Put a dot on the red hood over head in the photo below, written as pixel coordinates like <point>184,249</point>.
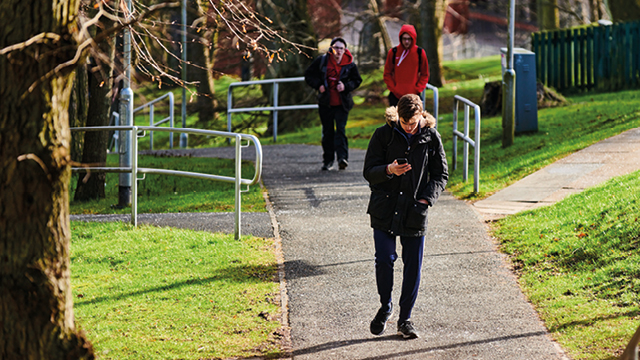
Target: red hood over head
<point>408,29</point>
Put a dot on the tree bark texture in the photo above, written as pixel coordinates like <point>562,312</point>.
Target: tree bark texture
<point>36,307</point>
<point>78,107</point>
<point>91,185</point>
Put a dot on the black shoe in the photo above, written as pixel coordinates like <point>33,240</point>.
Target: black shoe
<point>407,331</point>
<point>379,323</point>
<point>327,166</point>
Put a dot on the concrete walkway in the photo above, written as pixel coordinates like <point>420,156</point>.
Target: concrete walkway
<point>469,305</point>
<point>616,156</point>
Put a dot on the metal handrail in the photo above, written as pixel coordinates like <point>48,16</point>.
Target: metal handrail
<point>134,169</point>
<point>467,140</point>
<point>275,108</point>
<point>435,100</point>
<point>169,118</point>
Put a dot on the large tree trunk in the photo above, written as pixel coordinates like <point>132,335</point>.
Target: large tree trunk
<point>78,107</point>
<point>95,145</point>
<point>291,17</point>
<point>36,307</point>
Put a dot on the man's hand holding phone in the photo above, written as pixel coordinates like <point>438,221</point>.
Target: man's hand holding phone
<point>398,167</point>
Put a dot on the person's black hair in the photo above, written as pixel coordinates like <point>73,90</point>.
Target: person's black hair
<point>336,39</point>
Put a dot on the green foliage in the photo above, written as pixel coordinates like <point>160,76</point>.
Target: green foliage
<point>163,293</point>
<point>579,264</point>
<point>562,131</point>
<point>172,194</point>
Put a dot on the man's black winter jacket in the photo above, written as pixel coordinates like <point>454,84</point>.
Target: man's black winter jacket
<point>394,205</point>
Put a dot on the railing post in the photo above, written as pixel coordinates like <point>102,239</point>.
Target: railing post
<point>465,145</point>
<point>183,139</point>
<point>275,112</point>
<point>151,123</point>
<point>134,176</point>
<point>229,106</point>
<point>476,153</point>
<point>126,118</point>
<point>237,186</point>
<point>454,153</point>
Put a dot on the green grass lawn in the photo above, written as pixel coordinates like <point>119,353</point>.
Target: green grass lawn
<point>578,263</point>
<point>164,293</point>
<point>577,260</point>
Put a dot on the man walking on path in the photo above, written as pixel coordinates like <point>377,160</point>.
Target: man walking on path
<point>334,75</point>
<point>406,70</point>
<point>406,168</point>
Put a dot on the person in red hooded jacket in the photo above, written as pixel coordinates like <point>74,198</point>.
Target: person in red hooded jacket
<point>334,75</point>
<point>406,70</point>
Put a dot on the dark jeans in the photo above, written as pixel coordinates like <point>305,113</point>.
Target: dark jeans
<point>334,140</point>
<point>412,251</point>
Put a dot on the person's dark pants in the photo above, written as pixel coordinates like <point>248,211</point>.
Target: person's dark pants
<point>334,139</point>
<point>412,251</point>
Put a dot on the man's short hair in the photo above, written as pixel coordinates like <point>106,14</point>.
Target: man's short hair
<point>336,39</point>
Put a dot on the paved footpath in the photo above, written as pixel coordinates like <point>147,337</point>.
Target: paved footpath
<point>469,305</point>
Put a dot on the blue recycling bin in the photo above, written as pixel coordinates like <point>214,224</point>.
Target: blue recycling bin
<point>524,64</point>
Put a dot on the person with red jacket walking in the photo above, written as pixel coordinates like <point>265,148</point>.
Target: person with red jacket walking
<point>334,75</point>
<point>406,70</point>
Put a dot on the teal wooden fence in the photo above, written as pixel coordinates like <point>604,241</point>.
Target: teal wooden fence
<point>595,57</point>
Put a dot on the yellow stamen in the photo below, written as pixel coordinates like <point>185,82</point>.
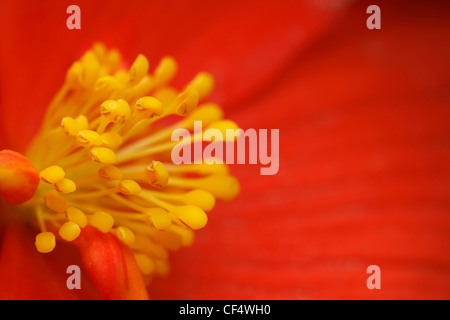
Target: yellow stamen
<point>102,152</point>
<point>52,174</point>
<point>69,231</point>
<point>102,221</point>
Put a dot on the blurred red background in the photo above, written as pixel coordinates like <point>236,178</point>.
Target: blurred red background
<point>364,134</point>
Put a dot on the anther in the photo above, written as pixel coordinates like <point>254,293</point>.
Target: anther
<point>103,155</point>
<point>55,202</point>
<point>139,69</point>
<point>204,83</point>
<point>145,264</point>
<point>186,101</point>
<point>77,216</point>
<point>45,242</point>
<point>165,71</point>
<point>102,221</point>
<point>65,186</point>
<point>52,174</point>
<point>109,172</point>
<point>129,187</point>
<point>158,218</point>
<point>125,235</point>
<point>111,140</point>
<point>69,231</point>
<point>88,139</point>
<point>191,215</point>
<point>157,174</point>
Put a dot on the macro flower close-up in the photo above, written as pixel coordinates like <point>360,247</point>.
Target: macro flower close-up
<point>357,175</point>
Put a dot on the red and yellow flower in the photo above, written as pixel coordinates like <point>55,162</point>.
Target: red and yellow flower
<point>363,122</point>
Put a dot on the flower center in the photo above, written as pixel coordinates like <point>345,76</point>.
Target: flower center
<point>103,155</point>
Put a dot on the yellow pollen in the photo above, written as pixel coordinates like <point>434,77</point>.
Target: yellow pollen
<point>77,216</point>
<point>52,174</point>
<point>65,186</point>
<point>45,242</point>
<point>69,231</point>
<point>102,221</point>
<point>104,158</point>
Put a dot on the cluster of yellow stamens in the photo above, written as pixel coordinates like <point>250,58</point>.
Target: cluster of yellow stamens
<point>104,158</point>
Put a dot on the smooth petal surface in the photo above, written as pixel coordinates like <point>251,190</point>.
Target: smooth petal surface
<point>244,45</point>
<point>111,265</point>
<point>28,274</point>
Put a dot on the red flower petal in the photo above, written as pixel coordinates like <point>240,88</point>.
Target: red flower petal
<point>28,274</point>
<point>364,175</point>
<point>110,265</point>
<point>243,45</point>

..........

## Exercise description
Put the lines above into a JSON list of strings, one string per line, with blank lines dropped. Leave the pictures out.

## Solved problem
[
  "Put a dot on the red hood over head in the photo below, written as pixel coordinates like <point>184,249</point>.",
  "Target: red hood over head",
  "<point>408,29</point>",
  "Put a dot on the tree bark texture in the photo above, written as pixel coordinates like <point>562,312</point>.",
  "Target: tree bark texture",
  "<point>36,307</point>",
  "<point>78,107</point>",
  "<point>91,185</point>",
  "Put a dot on the black shoe in the photo above, written as pixel coordinates like <point>33,240</point>.",
  "Target: black shoe",
  "<point>407,331</point>",
  "<point>379,323</point>",
  "<point>327,166</point>",
  "Put a dot on the concrete walkway in the photo above, written as pixel coordinates like <point>420,156</point>.",
  "Target: concrete walkway",
  "<point>469,305</point>",
  "<point>616,156</point>",
  "Put a dot on the metal handrail in the photo above, written as pixel coordinates like <point>48,16</point>.",
  "Target: metal handrail",
  "<point>134,169</point>",
  "<point>467,140</point>",
  "<point>275,108</point>",
  "<point>435,100</point>",
  "<point>169,118</point>",
  "Put a dot on the large tree trunk in the photo above, written as pixel coordinates like <point>132,335</point>.",
  "Target: large tree trunk",
  "<point>78,107</point>",
  "<point>95,145</point>",
  "<point>291,17</point>",
  "<point>36,307</point>",
  "Put a dot on the man's hand holding phone in the photo above, written as pixel coordinates like <point>438,221</point>.",
  "Target: man's hand holding phone",
  "<point>398,167</point>",
  "Put a dot on the person's black hair in the photo above, written as pixel coordinates like <point>73,90</point>.",
  "Target: person's black hair",
  "<point>336,39</point>",
  "Put a dot on the green foliage in the photo above, written as pixel coordinates like <point>160,76</point>.",
  "Target: green foliage",
  "<point>163,293</point>",
  "<point>579,264</point>",
  "<point>562,131</point>",
  "<point>172,194</point>",
  "Put a dot on the man's black winter jacket in the photo above, written as pixel coordinates like <point>454,84</point>.",
  "Target: man's black winter jacket",
  "<point>394,205</point>",
  "Put a dot on the railing post in the photo above, written as pixel coordinates like <point>102,239</point>.",
  "Target: railing post",
  "<point>465,145</point>",
  "<point>183,139</point>",
  "<point>275,112</point>",
  "<point>151,123</point>",
  "<point>134,176</point>",
  "<point>229,106</point>",
  "<point>476,153</point>",
  "<point>126,118</point>",
  "<point>237,186</point>",
  "<point>454,153</point>",
  "Put a dot on the green grass lawn in the photo above, written as pixel coordinates like <point>119,353</point>.",
  "Target: green grass lawn",
  "<point>578,263</point>",
  "<point>164,293</point>",
  "<point>577,260</point>",
  "Put a dot on the man walking on path in the photo above, written as pixel coordinates like <point>377,160</point>.",
  "Target: man walking on path",
  "<point>334,75</point>",
  "<point>406,70</point>",
  "<point>406,168</point>",
  "Put a dot on the person in red hooded jacket in the photo above, written as pixel coordinates like <point>74,198</point>.",
  "Target: person in red hooded jacket",
  "<point>334,75</point>",
  "<point>406,70</point>",
  "Put a dot on the dark jeans in the photo above, written as pixel coordinates like <point>305,113</point>.",
  "Target: dark jeans",
  "<point>334,140</point>",
  "<point>412,251</point>",
  "Put a dot on the person's dark pants in the photo above, written as pixel coordinates like <point>248,211</point>.",
  "Target: person's dark pants",
  "<point>334,139</point>",
  "<point>412,251</point>",
  "Put a dot on the man's short hair in the photo above, written as pixel coordinates like <point>106,14</point>.",
  "Target: man's short hair",
  "<point>336,39</point>",
  "Put a dot on the paved footpath in the photo above, written as pixel coordinates like <point>147,337</point>.",
  "Target: paved footpath",
  "<point>469,305</point>",
  "Put a dot on the blue recycling bin in the photo above, written as pixel coordinates like <point>214,224</point>.",
  "Target: blue recycling bin",
  "<point>524,64</point>",
  "Put a dot on the person with red jacket walking in the photo above, written as pixel coordinates like <point>265,148</point>.",
  "Target: person with red jacket walking",
  "<point>334,75</point>",
  "<point>406,70</point>",
  "Put a dot on the teal wooden fence in the photo above, written as pixel coordinates like <point>604,241</point>.",
  "Target: teal wooden fence",
  "<point>595,57</point>",
  "Put a dot on the yellow stamen in the photo below, written as pixel coordinates like <point>185,82</point>.",
  "Target: yellow stamen",
  "<point>102,152</point>",
  "<point>52,174</point>",
  "<point>69,231</point>",
  "<point>102,221</point>",
  "Put a dot on the blurred red background in the photo above, written as pixel coordinates like <point>236,178</point>.",
  "Target: blurred red background",
  "<point>364,134</point>",
  "Put a dot on the anther in the photo above, written as pixel coordinates like <point>254,293</point>.",
  "Target: anther",
  "<point>103,155</point>",
  "<point>55,202</point>",
  "<point>139,69</point>",
  "<point>204,83</point>",
  "<point>145,264</point>",
  "<point>186,101</point>",
  "<point>77,216</point>",
  "<point>45,242</point>",
  "<point>165,71</point>",
  "<point>102,221</point>",
  "<point>65,186</point>",
  "<point>52,174</point>",
  "<point>109,172</point>",
  "<point>129,187</point>",
  "<point>158,218</point>",
  "<point>125,235</point>",
  "<point>111,140</point>",
  "<point>69,231</point>",
  "<point>88,139</point>",
  "<point>191,215</point>",
  "<point>157,174</point>",
  "Put a dot on the macro flower close-up in the photo above, written as pixel coordinates like <point>360,247</point>.",
  "Target: macro flower close-up",
  "<point>357,175</point>",
  "Put a dot on the red and yellow flower in the photo above, written as pixel coordinates like <point>55,162</point>.",
  "Target: red and yellow flower",
  "<point>363,122</point>",
  "Put a dot on the flower center in the photo above, written as pixel coordinates like <point>345,76</point>.",
  "Target: flower center",
  "<point>103,155</point>",
  "Put a dot on the yellow pollen in the photo above, written as pixel coordinates like <point>434,77</point>.",
  "Target: yellow pollen",
  "<point>77,216</point>",
  "<point>52,174</point>",
  "<point>65,186</point>",
  "<point>45,242</point>",
  "<point>69,231</point>",
  "<point>102,221</point>",
  "<point>104,158</point>",
  "Put a dot on the cluster of yellow stamens in the photo above, written as pixel coordinates like <point>250,58</point>.",
  "Target: cluster of yellow stamens",
  "<point>104,158</point>",
  "Put a dot on the smooth petal surface in the photo above, written as pixel coordinates like <point>251,190</point>.",
  "Target: smooth petal surface",
  "<point>244,45</point>",
  "<point>111,265</point>",
  "<point>28,274</point>",
  "Put a dot on the red flower petal in the photo above, written as pixel coordinates like <point>240,88</point>.",
  "Target: red flower petal",
  "<point>28,274</point>",
  "<point>364,175</point>",
  "<point>110,265</point>",
  "<point>243,45</point>"
]